EXERCISE DETAILS: Please return all lines in the listing holding the word "below".

WORKING DATA:

* * * * * * * * *

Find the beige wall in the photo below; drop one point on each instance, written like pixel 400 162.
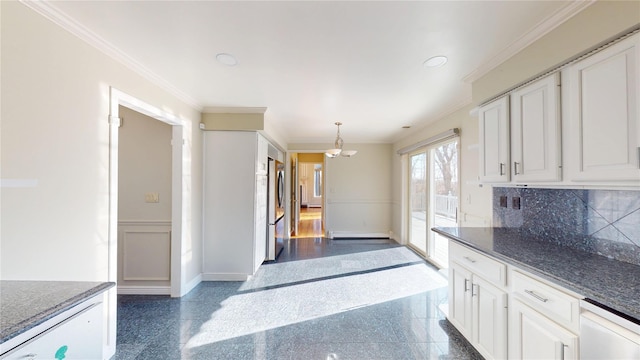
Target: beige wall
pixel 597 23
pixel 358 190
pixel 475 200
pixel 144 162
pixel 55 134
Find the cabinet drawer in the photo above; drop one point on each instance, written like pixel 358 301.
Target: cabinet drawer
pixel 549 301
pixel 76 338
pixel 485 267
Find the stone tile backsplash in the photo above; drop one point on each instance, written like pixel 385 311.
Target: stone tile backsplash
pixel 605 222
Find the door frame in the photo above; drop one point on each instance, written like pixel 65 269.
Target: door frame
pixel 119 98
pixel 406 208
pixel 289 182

* * * * * * * * *

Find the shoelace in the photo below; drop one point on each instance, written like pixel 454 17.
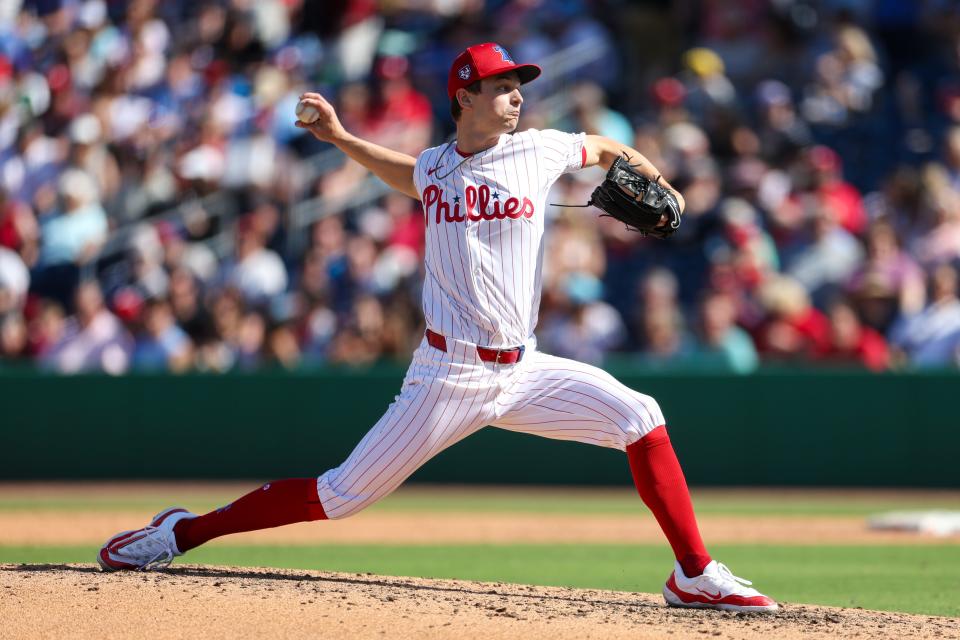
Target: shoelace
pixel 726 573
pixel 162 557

* * * * * * * * *

ANSWER SPACE:
Find the beige wall in the photo below; drop one point on each instance, written like pixel 400 162.
Find the shoelace in the photo below; drop one point on each instance, written like pixel 454 17.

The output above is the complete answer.